- **Exercise instructions**
Take the listing below and reproduce it in full. Change nothing.

- **Input material**
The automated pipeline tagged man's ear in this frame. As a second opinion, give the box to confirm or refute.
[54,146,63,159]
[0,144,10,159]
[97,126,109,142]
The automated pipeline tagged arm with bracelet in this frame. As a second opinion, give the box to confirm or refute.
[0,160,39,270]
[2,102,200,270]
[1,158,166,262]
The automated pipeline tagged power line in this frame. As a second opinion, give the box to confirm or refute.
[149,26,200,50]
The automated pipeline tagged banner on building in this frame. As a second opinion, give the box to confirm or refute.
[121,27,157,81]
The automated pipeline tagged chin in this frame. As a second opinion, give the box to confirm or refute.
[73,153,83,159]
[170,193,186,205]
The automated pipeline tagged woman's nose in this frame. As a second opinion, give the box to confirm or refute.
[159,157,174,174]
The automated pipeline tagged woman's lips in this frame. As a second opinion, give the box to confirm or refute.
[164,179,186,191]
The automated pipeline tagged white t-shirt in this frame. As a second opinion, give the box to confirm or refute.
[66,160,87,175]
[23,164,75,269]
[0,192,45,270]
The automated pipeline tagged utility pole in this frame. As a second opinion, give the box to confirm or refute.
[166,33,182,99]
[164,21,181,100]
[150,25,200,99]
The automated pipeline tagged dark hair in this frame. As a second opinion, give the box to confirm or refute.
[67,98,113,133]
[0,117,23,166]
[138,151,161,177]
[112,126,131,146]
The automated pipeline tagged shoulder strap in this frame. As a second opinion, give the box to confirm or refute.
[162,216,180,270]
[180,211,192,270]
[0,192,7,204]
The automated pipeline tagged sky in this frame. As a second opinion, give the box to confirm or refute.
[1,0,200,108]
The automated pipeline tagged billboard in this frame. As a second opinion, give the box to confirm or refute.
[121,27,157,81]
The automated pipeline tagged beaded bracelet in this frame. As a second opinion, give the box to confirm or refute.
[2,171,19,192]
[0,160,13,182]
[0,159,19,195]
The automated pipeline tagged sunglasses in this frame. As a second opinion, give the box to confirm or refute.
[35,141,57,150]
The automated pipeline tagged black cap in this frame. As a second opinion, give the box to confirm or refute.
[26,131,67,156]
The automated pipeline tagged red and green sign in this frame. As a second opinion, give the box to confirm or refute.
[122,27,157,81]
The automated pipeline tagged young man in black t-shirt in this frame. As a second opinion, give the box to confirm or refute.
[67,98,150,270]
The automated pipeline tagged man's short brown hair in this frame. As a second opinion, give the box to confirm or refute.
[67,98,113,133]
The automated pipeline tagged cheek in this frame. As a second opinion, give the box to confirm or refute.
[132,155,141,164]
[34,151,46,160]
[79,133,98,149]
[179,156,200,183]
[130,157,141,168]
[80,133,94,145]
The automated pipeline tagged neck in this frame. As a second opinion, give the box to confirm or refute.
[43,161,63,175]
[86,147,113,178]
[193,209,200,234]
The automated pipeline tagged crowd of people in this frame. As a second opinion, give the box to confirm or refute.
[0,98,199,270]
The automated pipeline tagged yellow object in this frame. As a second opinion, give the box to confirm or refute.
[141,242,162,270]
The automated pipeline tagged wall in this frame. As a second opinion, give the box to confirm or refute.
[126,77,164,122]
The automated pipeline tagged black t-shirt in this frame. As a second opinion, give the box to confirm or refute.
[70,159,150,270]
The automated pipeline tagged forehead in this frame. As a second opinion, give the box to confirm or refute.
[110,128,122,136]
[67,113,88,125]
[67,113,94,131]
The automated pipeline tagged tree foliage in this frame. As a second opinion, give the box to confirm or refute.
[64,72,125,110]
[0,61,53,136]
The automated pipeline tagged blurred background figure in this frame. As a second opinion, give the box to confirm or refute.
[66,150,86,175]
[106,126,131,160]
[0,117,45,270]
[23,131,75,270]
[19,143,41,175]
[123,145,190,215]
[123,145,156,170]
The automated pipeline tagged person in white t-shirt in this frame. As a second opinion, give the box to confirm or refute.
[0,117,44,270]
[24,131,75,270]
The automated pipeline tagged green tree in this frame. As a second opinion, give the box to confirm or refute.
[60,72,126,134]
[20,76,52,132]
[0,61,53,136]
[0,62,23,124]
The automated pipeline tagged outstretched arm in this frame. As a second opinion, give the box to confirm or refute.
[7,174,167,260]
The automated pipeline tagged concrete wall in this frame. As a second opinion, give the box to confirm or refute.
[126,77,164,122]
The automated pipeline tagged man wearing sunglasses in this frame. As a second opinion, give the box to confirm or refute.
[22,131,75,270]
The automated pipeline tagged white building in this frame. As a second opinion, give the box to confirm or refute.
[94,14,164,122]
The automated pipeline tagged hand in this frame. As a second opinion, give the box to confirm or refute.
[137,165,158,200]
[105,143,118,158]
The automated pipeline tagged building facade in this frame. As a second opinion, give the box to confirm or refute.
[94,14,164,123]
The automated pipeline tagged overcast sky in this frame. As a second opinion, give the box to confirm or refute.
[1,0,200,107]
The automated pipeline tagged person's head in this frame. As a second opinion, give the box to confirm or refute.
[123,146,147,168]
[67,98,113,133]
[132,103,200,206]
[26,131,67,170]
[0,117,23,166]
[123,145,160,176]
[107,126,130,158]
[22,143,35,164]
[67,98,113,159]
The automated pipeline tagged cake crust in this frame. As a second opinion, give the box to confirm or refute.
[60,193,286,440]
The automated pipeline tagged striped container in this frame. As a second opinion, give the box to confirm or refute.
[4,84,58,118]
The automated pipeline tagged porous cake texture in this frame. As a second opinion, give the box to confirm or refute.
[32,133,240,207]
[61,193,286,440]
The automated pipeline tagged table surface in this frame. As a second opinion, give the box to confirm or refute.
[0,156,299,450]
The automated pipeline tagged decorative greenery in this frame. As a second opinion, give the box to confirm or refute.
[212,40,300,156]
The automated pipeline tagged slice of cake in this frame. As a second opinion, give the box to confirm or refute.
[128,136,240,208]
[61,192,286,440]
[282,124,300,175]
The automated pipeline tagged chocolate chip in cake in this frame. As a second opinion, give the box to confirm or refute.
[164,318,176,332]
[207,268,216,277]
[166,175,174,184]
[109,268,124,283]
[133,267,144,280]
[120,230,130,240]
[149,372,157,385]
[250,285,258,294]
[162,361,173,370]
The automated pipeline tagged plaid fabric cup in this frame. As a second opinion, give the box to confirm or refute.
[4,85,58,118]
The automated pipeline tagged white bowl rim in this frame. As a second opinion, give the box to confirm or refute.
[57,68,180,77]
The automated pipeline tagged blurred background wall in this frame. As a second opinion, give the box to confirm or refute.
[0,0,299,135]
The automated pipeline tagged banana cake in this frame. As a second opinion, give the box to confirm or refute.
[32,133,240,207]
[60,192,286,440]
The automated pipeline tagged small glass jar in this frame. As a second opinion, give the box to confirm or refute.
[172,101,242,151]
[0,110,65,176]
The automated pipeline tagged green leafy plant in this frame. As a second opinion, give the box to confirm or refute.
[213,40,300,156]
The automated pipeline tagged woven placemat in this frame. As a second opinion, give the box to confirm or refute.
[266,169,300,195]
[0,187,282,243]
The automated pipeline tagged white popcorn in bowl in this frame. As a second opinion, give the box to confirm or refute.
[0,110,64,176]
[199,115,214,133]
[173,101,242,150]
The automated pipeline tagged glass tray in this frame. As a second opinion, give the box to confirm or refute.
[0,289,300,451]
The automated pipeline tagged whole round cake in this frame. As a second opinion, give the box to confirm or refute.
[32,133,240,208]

- **Output**
The automated pipeline tagged man's ear in this frame. As a second opinion, give the box to confirm or refute.
[54,146,63,159]
[0,144,10,159]
[97,126,109,142]
The automated pipeline tagged arm with bracelet in this frame. As a second opinion, give the box to confirm or refute.
[0,160,39,270]
[2,102,200,270]
[1,158,166,262]
The automated pipeline tagged power line in this frame. As a second opinion, give the box to confirm or refute.
[149,26,200,50]
The automated pipeline tagged banner on building in this frame. As a second opinion, give the box to confirm or refute.
[121,27,157,81]
The automated pipeline tagged chin in this frame. As a second opinion, give the box to confirm or refute.
[73,153,83,159]
[170,193,186,205]
The automated pipeline tagged woman's nose in this frame. As a second opinion, give the box to confirm or refute.
[159,157,174,174]
The automated pipeline tagged woman's lips in this frame. As a second opinion, give the box to confirm or refute.
[164,179,186,191]
The automated pipeline tagged white t-shirt in this frame. As a second opinion, give the box to confirm or refute.
[66,160,87,175]
[23,164,75,269]
[0,192,45,270]
The automated pipeline tagged utility pole in this frame. As a second opinion, give the box to confirm or refute.
[166,33,182,99]
[164,21,181,100]
[150,25,200,99]
The automated pipeline tagged dark hair in this frame. As a second opinion, give the box to confirm or refute.
[67,98,113,133]
[0,117,23,166]
[138,151,161,177]
[112,126,131,146]
The automated pipeline tagged shoulder strap in this frame. As a second opinion, give the box to confirm or refute.
[162,216,180,270]
[180,211,192,270]
[0,192,7,204]
The automated pipeline tagged sky in this frame. As a second opinion, give the box to confirm or refute.
[1,0,200,108]
The automated pipeline tagged billboard in this frame. As a second opinion, give the box to confirm or refute.
[121,27,157,81]
The automated pipeline tagged beaded bracelet in this frame. As a second opinion, give the box to confirm or refute.
[2,171,19,192]
[0,160,13,182]
[0,159,19,195]
The automated pipeline tagged sunglasses in this frame. As a second opinion, give the box to confirm or refute.
[35,141,57,150]
The automated pipeline tagged black cap in this frame. As a second opinion, give the box to confirm or refute.
[26,131,67,156]
The automated pipeline tagged red and green sign in this frame. As a second opinion, give the box to confirm or refute.
[122,27,157,81]
The automated pipeline tagged young man in black t-shirt in this frame. As a second opinion, give the box to confirm or refute.
[67,98,150,270]
The automated pipeline tagged man's short brown hair in this frame. As a second opinion, give the box to confirm or refute.
[67,98,113,133]
The automated pipeline tagged cheek in this frame. As a second opinion, give the box to confirm or refute.
[132,155,141,164]
[34,151,46,160]
[79,133,98,149]
[179,156,200,183]
[130,157,141,168]
[80,133,94,145]
The automated pipeline tagged neck in this frame. As a second opinion, give the box to confirm or refute.
[43,161,63,175]
[86,147,113,178]
[193,209,200,234]
The automated pipeline tagged crowd of people in this frame. As a second opinion, give the box to confirm or refute.
[0,98,199,270]
The automated pipeline tagged yellow object in this frame. As a second opinion, give the box to confirm or refute.
[141,242,162,270]
The automated pipeline tagged wall in this frame. As a second opinion, give the box to confirm or refute.
[126,77,164,122]
The automated pipeline tagged black t-shirt in this frame. As a second opinion, give the box to confirm or refute.
[70,159,150,270]
The automated pipeline tagged forehead in this frame. As a second opinion, give the box to confirm or refute.
[110,128,122,136]
[67,113,88,125]
[67,113,94,131]
The automated pipeline tagged tree foliage in this frame. As a second opinion, give the box to confirm or refute.
[64,72,125,110]
[0,61,53,136]
The automated pipeline tagged blurred background figure in this frame. As a second opinion, give the box to confirm or refute.
[66,150,86,175]
[106,126,131,160]
[0,117,45,270]
[23,131,75,270]
[19,143,41,175]
[123,145,190,215]
[123,145,156,170]
The automated pipeline tagged person in white t-shirt in this frame. As a second opinion, give the box to confirm or refute.
[0,117,44,270]
[24,131,75,270]
The automated pipeline tagged green tree in this frame. As a second opinion, give the box to confirm or refute.
[60,72,126,134]
[20,76,52,132]
[0,61,53,136]
[0,62,23,124]
The automated pipeline tagged outstretched arm in this frame. As a second opinion, give the box to confirm or refute.
[7,174,167,260]
The automated pipeline tagged concrete wall in this frame. As a second opinion, give the box to confirm or refute.
[126,77,164,122]
The automated pipeline tagged man wearing sunglasses in this frame. As a second opinion, give the box to confirm or refute.
[22,131,75,270]
The automated pipeline tagged white building in this frame. As a second opinion, give the box to confirm or refute.
[94,14,164,122]
The automated pipeline tagged hand in this frame. As a second opinion, give the box to confirm or refute.
[137,165,158,200]
[105,143,118,158]
The automated pipeline tagged building facade in this frame. As a second opinion, give the box to confirm or refute.
[94,14,164,123]
The automated pipeline tagged overcast sky in this frame. As a second opinion, give the box to confirm or refute.
[1,0,200,107]
The automated pipeline tagged person's head in this frame. As a second opinion, give the box to confirm or refute.
[123,146,147,168]
[67,98,113,133]
[132,103,200,206]
[26,131,67,170]
[0,117,23,166]
[123,145,160,176]
[107,126,130,158]
[22,143,35,164]
[67,98,113,159]
The automated pipeline tagged cake crust in this frame. As a second opinion, give the box to confirm or refute.
[60,193,286,440]
The automated pipeline tagged striped container in this frame. As a second opinion, give the box to confirm or refute.
[4,84,58,118]
The automated pipeline tagged porous cake texture in this frame. As a second opinion, give the box to confirm or refute.
[32,133,240,207]
[61,193,286,440]
The automated pipeline tagged table surface in this frame. As a second opinion, give the box to confirm or refute.
[0,156,299,450]
The automated pipeline tagged decorative greenery in this frame. As a second opinion, give the box to confirm or refute.
[212,40,300,156]
The automated pipeline tagged slice of cake in this frame. As a second opinion, give the box to confirm or refute.
[128,136,240,208]
[61,192,286,440]
[282,124,300,175]
The automated pipeline tagged chocolate chip in cake in this frame. As a second opinion, give the box to confirm or refute.
[164,318,176,332]
[207,268,216,277]
[166,175,174,184]
[109,268,124,283]
[133,267,144,280]
[120,230,130,240]
[149,372,157,385]
[250,285,258,294]
[162,361,173,370]
The automated pipeline tagged plaid fabric cup in this frame. As a second opinion, give the box to confirm or refute.
[4,85,58,118]
The automated pipeline tagged white bowl rim in this frame. As a second opinion, give the box to confirm or refute.
[57,68,180,77]
The automated pipeline tagged blurred background wall in this frame. As a second opinion, give the box to confirm or refute.
[0,0,299,135]
The automated pipeline tagged banana cake in this frame. As a second opinion, give the box to confirm or refute.
[32,133,240,207]
[60,192,286,440]
The automated pipeline tagged small glass jar in this frame. As a second opinion, give the box to confirm or refute.
[172,101,242,151]
[0,110,65,176]
The automated pipeline tagged green leafy plant in this frame. As a second opinion, give the box to confirm or refute.
[213,40,300,156]
The automated pipeline tagged woven placemat in this frame. As a second opinion, give the box to confirm or refute.
[266,169,300,195]
[0,187,282,243]
The automated pipeline tagged white popcorn in bowl in this frame. As a second opinion, give the box to confirm or refute.
[0,110,64,176]
[199,115,214,133]
[173,101,242,150]
The automated pipeline tagged glass tray in this frame. As a second opinion, give the box to confirm or refute.
[0,289,300,451]
The automated pipeline tagged whole round cake in this frame. As a second opinion, give the box to confirm or refute.
[32,133,240,208]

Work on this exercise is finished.